## What you will do
Starting at the top line, return each entry word for word.

## Input for this task
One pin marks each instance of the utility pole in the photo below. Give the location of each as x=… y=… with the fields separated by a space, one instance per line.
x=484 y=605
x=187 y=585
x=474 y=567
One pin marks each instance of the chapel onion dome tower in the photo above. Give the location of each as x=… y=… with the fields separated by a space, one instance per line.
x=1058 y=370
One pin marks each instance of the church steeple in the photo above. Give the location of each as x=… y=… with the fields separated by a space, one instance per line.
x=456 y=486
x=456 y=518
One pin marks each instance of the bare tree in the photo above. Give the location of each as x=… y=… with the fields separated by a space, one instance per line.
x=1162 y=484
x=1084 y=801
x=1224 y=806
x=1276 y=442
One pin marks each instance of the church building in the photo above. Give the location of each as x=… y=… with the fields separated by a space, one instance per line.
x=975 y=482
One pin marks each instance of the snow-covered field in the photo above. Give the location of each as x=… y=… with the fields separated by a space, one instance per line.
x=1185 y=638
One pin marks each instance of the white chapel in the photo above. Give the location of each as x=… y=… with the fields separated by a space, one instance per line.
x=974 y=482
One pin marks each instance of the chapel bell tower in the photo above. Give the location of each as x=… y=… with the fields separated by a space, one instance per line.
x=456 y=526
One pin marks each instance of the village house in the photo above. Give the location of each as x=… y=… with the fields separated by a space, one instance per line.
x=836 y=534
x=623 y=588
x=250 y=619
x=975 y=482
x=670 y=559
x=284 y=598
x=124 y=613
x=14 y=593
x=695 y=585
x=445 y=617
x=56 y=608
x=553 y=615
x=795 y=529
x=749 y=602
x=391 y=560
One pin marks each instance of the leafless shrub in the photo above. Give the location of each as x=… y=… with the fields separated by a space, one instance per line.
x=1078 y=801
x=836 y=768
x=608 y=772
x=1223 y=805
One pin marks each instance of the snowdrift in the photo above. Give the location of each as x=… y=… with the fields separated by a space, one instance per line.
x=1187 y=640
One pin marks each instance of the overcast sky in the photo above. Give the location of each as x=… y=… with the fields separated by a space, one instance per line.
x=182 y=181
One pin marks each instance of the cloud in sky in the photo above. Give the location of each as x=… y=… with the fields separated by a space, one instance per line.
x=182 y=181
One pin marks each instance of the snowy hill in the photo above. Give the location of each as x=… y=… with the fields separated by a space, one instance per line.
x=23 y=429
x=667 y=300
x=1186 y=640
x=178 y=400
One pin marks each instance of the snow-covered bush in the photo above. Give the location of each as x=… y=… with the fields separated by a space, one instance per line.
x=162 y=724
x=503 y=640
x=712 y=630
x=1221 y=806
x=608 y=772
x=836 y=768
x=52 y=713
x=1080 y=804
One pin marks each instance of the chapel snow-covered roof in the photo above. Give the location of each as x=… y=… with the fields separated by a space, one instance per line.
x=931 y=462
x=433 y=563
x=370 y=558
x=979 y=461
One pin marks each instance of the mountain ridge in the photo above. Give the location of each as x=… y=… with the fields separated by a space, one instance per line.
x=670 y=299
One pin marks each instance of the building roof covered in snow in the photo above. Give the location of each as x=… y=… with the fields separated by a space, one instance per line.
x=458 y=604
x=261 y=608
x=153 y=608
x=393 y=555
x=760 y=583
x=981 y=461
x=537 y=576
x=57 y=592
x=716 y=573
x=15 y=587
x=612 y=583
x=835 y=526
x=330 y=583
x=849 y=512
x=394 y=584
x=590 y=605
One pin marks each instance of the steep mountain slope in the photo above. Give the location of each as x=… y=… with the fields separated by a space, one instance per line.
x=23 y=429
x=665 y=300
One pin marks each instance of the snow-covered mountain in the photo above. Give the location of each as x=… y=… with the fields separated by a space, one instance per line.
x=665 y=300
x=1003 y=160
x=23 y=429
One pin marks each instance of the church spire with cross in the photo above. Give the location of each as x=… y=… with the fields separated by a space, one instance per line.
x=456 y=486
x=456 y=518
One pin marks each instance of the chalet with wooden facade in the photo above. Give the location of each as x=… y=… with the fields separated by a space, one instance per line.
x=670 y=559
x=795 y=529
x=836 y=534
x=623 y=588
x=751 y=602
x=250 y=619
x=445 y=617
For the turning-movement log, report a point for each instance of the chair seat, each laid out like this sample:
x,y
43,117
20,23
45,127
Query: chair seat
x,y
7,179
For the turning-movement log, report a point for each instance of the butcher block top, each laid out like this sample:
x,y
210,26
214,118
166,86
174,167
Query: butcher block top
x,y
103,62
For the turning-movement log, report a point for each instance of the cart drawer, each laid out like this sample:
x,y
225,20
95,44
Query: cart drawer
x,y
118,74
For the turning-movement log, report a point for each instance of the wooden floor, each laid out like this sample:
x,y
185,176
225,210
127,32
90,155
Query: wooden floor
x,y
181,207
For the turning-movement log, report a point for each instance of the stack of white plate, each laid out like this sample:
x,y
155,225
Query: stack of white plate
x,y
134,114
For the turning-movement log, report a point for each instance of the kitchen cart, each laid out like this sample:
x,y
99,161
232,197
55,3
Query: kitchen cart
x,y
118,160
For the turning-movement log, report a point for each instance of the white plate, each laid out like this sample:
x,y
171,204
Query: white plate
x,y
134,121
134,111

## Result of this task
One pin marks each instance of the utility pole in the photo below. Give the location of each as x=… y=… with the fields separated by a space, one instance per line.
x=484 y=605
x=187 y=585
x=474 y=567
One pin marks each instance of the chapel onion dome tower in the photo above. Give the location of each as x=… y=… with the fields separated by a space, one instance per line.
x=1058 y=370
One pin marks each instance of the church steeple in the photo above. Give the location of each as x=… y=… with the fields separated by a space, one instance per line.
x=456 y=486
x=456 y=518
One pin marks each instance of the bare tree in the photo above. Give the location of each as x=… y=… with the fields separated by a space, one instance per line.
x=1162 y=484
x=1084 y=801
x=1224 y=806
x=1276 y=442
One pin marks each instance of the church building in the photo above. Give the location of each as x=… y=… with the fields separated by a space, one instance per line.
x=975 y=482
One pin marks each instance of the snow-covered field in the photo above. Give the location of each as x=… y=… with the fields separated by a space, one instance per line.
x=1185 y=638
One pin marks each instance of the white chapel in the photo above. Give the location of each as x=… y=… with the fields separated by a space, one instance per line.
x=974 y=482
One pin marks each instance of the chapel bell tower in the photo above. Give the location of each as x=… y=… with the fields separated by a space, one instance per line.
x=456 y=526
One pin marks each instance of the village house in the photo above. Give the location of each as x=… y=… with the fields separated by a space, one instance per line.
x=836 y=534
x=623 y=588
x=250 y=619
x=975 y=482
x=670 y=559
x=284 y=598
x=124 y=613
x=14 y=593
x=695 y=585
x=445 y=617
x=56 y=608
x=553 y=615
x=795 y=529
x=749 y=602
x=391 y=560
One pin marks each instance of the leafless shrub in the photo above. Give the location of each as x=… y=… with the fields separated by a space, one instance per line.
x=1078 y=801
x=836 y=768
x=608 y=772
x=1223 y=805
One pin marks each instance of the snowdrift in the photo above. Give the location of each as x=… y=… with the fields separated by a space, one instance per line.
x=1187 y=640
One pin marks each instance of the overcast sky in the photo above. Give the location of each as x=… y=… with the fields separated by a space, one instance per line.
x=182 y=181
One pin marks each instance of the cloud in sky in the photo above. Give the location of each as x=… y=… with the fields separated by a space, one instance per line.
x=182 y=181
One pin marks each instance of the snowy hill in the photo above. Give the location of each as x=… y=… with the fields separated by a space, one instance per line.
x=23 y=429
x=667 y=300
x=1186 y=640
x=178 y=400
One pin marks each instance of the snow-covered bush in the photo above. Give the location of each as x=… y=… with the fields separated by a space, one instance per line.
x=162 y=724
x=503 y=640
x=712 y=630
x=1221 y=806
x=608 y=772
x=836 y=768
x=52 y=713
x=1080 y=804
One pin marks each instance of the chapel snow-covered roof in the photo above. Give the location of each as x=… y=… with the fields separated by a space, one instance per line.
x=931 y=462
x=433 y=563
x=370 y=558
x=979 y=461
One pin marks each instance of the mountain ridge in the photo above. Give the location of each as x=… y=… with the fields separated by a space, one instance per line.
x=670 y=299
One pin marks each instance of the building roof covered in snow in the photo above. Give the location of each as x=… y=… with the fields separated by a space, one instance per line.
x=458 y=604
x=261 y=608
x=153 y=608
x=393 y=555
x=760 y=583
x=981 y=461
x=537 y=576
x=57 y=592
x=716 y=573
x=15 y=587
x=612 y=583
x=835 y=526
x=330 y=583
x=849 y=512
x=394 y=584
x=590 y=605
One pin marks each instance of the steep mountain slope in the photo above. Give the location of each as x=… y=… with the fields separated by a space, one instance per line.
x=23 y=429
x=665 y=300
One pin marks each instance of the snow-covered mountain in the photo above. Give the location of each as x=… y=… with the fields separated by a space, one instance per line.
x=665 y=300
x=1003 y=160
x=23 y=429
One pin marks each instance of the church spire with cross in the photo above. Give the location of each as x=… y=… with the fields separated by a space, one instance per line.
x=456 y=486
x=456 y=518
One pin marks each instance of the chalet with wooden facade in the photo above. Give the location of each as x=… y=… with the fields separated by a space, one instance per line.
x=670 y=559
x=795 y=529
x=836 y=534
x=623 y=588
x=751 y=602
x=250 y=619
x=445 y=617
For the turning-movement log, report a point for each instance of the chair seat, each laid out like this sample:
x,y
43,117
20,23
45,127
Query: chair seat
x,y
7,179
For the turning-movement log, report a point for each instance of the butcher block top, each laid out like this sample:
x,y
210,26
214,118
166,86
174,167
Query: butcher block top
x,y
103,62
For the turning-movement log, report a point for each instance of the cart drawer, each laid out like this sample:
x,y
225,20
95,44
Query: cart drawer
x,y
118,74
For the turning-movement log, report a point for each instance of the wooden floor, each laid out like this sample:
x,y
185,176
225,210
127,32
90,155
Query: wooden floor
x,y
181,207
For the turning-movement log, report a point for each instance of the stack of white plate, each laid out like this sample:
x,y
155,225
Query: stack of white plate
x,y
134,114
For the turning-movement log, report a point for each instance of the kitchen cart, each laid out like this sample:
x,y
99,161
232,197
55,3
Query: kitchen cart
x,y
118,160
For the turning-movement log, report a point for each instance of the white plate, each laid out like this sample:
x,y
171,204
Query: white plate
x,y
134,121
134,111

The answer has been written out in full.